* Set problem A: Rewrite everything from "The band at" down to "and be punk." in the riot grrrl passage, replacing "mecca" with "haven".
* Set problem B: In the riot grrrl passage, where did the narrator sit in Music Appreciation class?
* Set problem C: State whether each statement agrees with the riot grrrl passage, answering yes or no and quoting the words that decide it: (i) The singers in the band at the end of Side A and the beginning of Side B had English accents. (ii) The narrator first heard about riot grrrl on the radio. (iii) The narrator knew the name of the band on the mixtape.

* Text to read:
* * * *
The songs that mattered most to me were at the end of Side A and the beginning of Side B. The band sang about passing letters, pissing on cops’ faces, and bloodthirsty forty-fives playing out of tune. Gay boys dumped other gay boys. I didn’t want to be first to disapprove but the taste of my mouth’s grown tired of you. Where was this world? It seemed so real for a full eight minutes. It was nowhere to be found in Birmingham in 1995. 


I’d heard about riot grrrl that summer on MTV. Courtney Love had socked riot grrrl Kathleen Hanna in the face at Lollapalooza. That’s how MTV’s Kurt Loder described her—"Riot Grrrl" Kathleen Hanna. MTV treated riot grrrl like a cutesy coven of witches: dangerous, but too frivolous to be taken seriously.

Riot grrrl, I was told, happened in Seattle, Portland, Olympia, Washington, D.C., and Minneapolis. According to the older boys at my high school it was a bunch of girls "singing about their periods", and Birmingham punks were "too smart for that." Supposedly, a couple of riot grrrls had tied a boy to a tree and "sucked his dick till he started bleeding." This was the lore. 

Aaron’s mix tape was my first exposure to riot grrrl, my initiation. I was so curious about what girl rage sounded like but MTV only showcased major label bands, and the Internet was not yet a proper place for music. Anything underground require an enlightened elder passing you a tape, a zine, or a flier.

The band at the end of Side A and the beginning of Side B sounded different than the other riot grrrl bands on the tape. The singers had English accents. The songs were more militant, violent even. Being gay had never sounded so punk, and being punk had never sounded so tough. Who was this mysterious English riot grrl band of witches and fagboys? 


Social life at the Alabama School of Fine Arts was strictly codified by age and musical taste. I was into boys and girls. Art school should have been a mecca of make outs, but the students were image conscious. Cool was more important than sex. Everyone wanted to be cool, but you couldn’t belong to more than one circle. You couldn’t smoke pot and listen to D.C. hardcore. You couldn’t skateboard and get good grades. You couldn’t kiss other boys and be punk.

That’s how it felt in 1995, anyway.

The only queer punk scene I knew about were the four songs on the mixtape, and I didn’t even know the band’s name.


In class you’re three seats up from me
This note is all the indication I need
I feed off ideas like yours—
Sex and confusion, sabotage and hardcore.

I listened to these songs over and over in my dorm room. A menacing surf-rock guitar riff faded into distortion, and then the singers started to bark at an unnamed older boy. I feed off ideas like yours—Sex and confusion, sabotage and hardcore. The taunting sounded flirtatious.

I sat behind Aaron in Music Appreciation class. I wondered if he might be into boys, too. It was so hard to tell. In my fantasy, he’d turn around and hand me the mixtape. All the bands would be listed. The cover would be a pixelated silk screen of Ronald Reagan’s smiling face. The title: Sex & Confusion, Sabotage & Hardcore.

Yeah, yeah, the letter you sent me.
Yeah, yeah, the letter you sent me.
* * * *
* Dataset:
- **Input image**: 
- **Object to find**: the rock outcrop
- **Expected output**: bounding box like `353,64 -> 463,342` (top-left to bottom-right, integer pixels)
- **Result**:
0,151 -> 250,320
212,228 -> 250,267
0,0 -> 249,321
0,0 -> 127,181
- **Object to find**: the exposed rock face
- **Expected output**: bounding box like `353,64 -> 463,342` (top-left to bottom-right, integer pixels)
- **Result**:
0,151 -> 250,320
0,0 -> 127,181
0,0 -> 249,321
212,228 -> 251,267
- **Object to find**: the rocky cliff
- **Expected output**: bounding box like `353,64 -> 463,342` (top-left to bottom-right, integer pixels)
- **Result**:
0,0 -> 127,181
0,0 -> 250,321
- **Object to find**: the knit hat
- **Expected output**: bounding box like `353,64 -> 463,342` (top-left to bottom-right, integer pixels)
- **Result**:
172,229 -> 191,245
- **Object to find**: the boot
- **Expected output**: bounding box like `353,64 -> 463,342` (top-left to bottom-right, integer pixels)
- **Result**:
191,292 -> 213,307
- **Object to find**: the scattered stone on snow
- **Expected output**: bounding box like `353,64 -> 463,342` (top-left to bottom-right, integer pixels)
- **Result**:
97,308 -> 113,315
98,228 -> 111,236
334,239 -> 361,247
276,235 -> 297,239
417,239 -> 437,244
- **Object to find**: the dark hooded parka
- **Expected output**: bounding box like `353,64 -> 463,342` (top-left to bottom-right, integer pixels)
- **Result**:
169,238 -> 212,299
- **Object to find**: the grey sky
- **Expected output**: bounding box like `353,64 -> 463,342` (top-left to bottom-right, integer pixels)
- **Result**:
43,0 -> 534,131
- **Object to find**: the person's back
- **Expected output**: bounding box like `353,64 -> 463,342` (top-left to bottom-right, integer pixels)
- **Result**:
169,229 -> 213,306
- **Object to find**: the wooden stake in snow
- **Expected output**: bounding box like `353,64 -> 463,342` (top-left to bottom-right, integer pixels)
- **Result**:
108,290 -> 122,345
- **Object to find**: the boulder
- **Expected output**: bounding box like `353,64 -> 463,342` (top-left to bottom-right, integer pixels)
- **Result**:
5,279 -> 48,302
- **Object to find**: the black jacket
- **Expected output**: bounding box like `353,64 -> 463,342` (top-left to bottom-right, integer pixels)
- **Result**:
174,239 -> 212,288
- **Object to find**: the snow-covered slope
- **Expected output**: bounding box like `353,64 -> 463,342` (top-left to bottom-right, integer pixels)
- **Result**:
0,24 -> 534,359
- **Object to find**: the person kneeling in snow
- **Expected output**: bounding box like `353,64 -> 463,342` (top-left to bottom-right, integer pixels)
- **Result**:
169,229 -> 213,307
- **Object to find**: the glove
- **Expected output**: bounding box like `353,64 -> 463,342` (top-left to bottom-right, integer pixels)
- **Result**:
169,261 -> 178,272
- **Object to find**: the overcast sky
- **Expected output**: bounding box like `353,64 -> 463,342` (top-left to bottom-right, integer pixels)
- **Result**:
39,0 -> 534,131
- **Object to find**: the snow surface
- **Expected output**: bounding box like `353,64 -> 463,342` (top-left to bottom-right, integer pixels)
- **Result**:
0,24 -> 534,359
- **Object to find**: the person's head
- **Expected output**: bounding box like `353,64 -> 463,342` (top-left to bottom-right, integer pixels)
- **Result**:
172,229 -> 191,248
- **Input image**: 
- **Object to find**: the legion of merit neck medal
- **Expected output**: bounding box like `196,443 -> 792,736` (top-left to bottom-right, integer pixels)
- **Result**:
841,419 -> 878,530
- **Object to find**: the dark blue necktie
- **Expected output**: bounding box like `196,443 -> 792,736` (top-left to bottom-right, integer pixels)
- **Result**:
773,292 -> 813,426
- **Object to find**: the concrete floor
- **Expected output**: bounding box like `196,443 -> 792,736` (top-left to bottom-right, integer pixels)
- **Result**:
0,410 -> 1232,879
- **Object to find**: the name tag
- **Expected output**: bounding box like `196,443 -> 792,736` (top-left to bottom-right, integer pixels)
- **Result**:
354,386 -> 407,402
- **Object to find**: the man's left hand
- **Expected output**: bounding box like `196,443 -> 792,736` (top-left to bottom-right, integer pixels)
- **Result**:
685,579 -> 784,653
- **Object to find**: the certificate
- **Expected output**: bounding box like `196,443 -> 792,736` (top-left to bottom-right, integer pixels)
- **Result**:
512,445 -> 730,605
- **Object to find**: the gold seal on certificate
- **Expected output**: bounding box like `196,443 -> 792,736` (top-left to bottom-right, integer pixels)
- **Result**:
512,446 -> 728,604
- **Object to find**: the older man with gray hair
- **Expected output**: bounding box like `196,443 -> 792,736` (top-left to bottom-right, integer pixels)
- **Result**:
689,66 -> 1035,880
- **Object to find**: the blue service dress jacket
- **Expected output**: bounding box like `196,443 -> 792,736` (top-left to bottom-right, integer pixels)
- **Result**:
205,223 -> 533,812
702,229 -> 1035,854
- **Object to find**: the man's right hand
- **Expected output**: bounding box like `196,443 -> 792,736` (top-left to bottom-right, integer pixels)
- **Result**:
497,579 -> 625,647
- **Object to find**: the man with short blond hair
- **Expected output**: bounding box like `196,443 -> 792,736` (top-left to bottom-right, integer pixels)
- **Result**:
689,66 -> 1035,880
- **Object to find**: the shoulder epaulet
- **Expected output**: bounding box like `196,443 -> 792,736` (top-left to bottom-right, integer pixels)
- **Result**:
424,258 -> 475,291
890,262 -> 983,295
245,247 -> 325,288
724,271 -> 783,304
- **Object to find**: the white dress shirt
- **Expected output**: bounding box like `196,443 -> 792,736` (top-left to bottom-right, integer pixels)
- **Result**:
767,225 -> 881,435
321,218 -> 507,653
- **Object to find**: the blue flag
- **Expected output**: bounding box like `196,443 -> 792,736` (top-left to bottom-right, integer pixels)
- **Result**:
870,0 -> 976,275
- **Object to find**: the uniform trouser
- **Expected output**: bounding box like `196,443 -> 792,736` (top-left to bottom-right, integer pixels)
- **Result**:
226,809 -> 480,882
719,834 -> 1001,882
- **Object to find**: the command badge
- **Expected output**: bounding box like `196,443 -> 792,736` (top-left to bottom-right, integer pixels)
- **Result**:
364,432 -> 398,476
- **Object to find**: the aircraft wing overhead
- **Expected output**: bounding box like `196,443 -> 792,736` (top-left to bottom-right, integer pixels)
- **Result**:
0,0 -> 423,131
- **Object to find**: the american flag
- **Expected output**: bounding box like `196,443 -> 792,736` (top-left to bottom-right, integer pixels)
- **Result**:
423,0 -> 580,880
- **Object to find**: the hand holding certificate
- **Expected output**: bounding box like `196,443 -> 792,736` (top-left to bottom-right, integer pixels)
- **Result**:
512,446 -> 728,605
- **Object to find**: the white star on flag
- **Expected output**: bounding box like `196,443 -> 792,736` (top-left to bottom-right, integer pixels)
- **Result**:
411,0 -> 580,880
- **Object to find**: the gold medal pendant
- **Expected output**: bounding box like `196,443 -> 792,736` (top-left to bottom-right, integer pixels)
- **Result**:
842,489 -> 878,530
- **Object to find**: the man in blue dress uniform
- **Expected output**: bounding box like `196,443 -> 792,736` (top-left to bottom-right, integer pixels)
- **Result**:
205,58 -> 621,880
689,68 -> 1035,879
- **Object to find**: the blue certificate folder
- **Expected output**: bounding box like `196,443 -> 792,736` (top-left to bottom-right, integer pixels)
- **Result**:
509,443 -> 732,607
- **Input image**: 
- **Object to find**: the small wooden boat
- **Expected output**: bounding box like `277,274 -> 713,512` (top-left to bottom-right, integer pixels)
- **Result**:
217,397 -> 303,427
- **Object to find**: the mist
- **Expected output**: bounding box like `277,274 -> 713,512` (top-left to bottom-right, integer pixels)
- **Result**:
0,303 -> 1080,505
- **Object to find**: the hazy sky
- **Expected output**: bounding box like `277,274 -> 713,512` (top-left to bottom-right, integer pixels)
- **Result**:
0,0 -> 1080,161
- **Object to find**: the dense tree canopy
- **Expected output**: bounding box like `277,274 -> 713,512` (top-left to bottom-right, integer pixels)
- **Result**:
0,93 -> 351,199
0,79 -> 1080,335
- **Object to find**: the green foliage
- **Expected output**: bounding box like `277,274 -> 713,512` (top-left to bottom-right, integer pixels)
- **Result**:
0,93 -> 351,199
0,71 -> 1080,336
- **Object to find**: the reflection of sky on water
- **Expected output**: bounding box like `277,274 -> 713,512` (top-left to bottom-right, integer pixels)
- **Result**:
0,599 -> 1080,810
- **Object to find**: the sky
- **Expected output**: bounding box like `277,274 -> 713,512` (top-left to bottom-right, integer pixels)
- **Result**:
* * * *
* Exercise solution A:
The band at the end of Side A and the beginning of Side B sounded different than the other riot grrrl bands on the tape. The singers had English accents. The songs were more militant, violent even. Being gay had never sounded so punk, and being punk had never sounded so tough. Who was this mysterious English riot grrl band of witches and fagboys? 


Social life at the Alabama School of Fine Arts was strictly codified by age and musical taste. I was into boys and girls. Art school should have been a haven of make outs, but the students were image conscious. Cool was more important than sex. Everyone wanted to be cool, but you couldn’t belong to more than one circle. You couldn’t smoke pot and listen to D.C. hardcore. You couldn’t skateboard and get good grades. You couldn’t kiss other boys and be punk.

* Exercise solution B: Behind Aaron.

* Exercise solution C:
(i) Yes: "The singers had English accents."
(ii) No: "I’d heard about riot grrrl that summer on MTV."
(iii) No: "I didn’t even know the band’s name."